▶ Task description
Convert everything from the line containing "of the phone" down to the end of the entries below into a Markdown table with the columns Row and Line, numbering each line and leaving out blank lines.

________________________________________

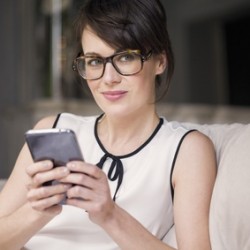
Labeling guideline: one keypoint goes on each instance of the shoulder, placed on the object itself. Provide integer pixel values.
(196, 157)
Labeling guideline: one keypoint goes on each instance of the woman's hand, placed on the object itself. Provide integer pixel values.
(46, 198)
(90, 191)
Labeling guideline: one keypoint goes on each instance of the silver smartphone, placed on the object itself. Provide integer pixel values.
(58, 145)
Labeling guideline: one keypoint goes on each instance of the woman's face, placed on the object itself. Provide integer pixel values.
(117, 94)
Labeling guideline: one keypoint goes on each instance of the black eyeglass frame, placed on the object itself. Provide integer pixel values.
(110, 60)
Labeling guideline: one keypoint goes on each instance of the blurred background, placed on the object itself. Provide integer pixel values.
(211, 84)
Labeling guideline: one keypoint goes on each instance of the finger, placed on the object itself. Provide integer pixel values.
(81, 192)
(49, 202)
(40, 166)
(82, 167)
(54, 174)
(80, 179)
(47, 191)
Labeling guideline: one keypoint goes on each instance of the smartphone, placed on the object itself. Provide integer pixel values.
(58, 145)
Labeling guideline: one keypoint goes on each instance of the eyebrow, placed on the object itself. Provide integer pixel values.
(97, 54)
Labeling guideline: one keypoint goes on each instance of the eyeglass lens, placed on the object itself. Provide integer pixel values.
(125, 63)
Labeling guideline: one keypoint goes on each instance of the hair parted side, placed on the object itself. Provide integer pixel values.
(130, 24)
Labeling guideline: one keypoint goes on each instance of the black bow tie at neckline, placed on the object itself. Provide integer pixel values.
(115, 171)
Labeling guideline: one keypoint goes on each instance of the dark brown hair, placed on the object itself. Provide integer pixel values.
(129, 24)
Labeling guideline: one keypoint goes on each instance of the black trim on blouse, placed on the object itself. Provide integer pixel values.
(116, 169)
(56, 120)
(174, 160)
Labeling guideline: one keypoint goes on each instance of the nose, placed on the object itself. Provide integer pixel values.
(111, 75)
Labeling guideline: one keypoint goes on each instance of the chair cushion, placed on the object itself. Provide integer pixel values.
(230, 204)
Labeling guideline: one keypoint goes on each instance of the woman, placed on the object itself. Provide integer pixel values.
(141, 174)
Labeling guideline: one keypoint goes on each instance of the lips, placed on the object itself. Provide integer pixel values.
(114, 95)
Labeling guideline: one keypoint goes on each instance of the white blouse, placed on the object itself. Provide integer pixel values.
(145, 191)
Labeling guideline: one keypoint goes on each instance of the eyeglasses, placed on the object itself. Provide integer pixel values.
(126, 63)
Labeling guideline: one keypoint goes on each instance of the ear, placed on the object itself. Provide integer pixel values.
(161, 63)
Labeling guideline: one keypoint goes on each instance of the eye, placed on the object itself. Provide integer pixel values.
(128, 57)
(94, 62)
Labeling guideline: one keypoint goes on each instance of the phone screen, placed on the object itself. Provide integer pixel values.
(57, 145)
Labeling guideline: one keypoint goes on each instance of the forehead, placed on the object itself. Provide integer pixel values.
(91, 43)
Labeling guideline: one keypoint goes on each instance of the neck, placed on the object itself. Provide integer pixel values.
(125, 134)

________________________________________

▶ Response to the exercise
| Row | Line |
|---|---|
| 1 | Labeling guideline: one keypoint goes on each instance of the phone screen, placed on the object itself. Provide integer pixel values. |
| 2 | (57, 145) |
| 3 | Labeling guideline: one keypoint goes on each instance of the forehead, placed on the object itself. Provide integer pixel values. |
| 4 | (91, 43) |
| 5 | Labeling guideline: one keypoint goes on each instance of the neck, placed on the object itself. Provide integer pixel values. |
| 6 | (125, 134) |